## INSTRUCTIONS FOR THE TASK
Reproduce the entries below word for word, from the line containing "Which pixel lies on the flowering" down to the final line of the entries, with both ends included.

-- Start of PROVIDED ENTRIES --

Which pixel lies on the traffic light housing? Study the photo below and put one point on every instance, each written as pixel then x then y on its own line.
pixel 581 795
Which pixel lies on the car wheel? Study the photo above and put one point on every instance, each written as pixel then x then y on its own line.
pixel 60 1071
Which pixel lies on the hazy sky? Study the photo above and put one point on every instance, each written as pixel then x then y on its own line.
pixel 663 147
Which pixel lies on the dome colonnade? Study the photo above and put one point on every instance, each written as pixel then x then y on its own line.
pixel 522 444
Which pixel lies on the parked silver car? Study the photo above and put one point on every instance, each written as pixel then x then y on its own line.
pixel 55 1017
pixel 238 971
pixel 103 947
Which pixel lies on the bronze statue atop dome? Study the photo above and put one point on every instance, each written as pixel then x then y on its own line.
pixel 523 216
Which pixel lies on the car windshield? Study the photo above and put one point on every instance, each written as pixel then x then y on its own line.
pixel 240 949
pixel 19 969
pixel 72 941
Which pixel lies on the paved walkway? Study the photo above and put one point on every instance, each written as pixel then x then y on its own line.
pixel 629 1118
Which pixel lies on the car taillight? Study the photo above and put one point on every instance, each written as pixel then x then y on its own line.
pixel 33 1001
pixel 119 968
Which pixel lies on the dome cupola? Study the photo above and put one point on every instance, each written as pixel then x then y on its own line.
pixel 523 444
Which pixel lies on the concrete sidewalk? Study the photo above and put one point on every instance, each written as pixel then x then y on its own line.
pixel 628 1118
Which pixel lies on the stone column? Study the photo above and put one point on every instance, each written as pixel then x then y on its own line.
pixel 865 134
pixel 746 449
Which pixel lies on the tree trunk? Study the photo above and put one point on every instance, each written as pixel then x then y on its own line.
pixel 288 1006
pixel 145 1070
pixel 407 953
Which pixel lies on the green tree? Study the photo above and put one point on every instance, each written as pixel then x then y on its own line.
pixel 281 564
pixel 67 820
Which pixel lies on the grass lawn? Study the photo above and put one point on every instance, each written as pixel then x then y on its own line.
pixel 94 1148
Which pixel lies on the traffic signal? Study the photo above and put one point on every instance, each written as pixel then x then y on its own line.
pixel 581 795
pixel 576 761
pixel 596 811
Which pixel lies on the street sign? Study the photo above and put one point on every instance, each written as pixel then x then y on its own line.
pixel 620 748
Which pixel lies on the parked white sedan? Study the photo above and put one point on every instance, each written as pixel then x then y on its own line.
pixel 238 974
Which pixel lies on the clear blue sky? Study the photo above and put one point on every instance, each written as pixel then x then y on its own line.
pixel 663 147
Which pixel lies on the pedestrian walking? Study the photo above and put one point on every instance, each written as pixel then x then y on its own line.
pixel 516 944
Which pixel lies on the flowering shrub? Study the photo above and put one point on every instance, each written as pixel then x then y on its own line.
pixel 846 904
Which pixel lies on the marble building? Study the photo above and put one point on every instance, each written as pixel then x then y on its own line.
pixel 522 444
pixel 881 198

-- End of PROVIDED ENTRIES --

## COMPLETED EXERCISE
Which pixel lies on the flowering shrub? Study the photo above and put one point on every instance, each written as pixel then x then y on its own line.
pixel 846 904
Which pixel lies on the marble building? Study the photo above and put one point on every instance, each written as pixel then x then y on its own line.
pixel 522 444
pixel 881 198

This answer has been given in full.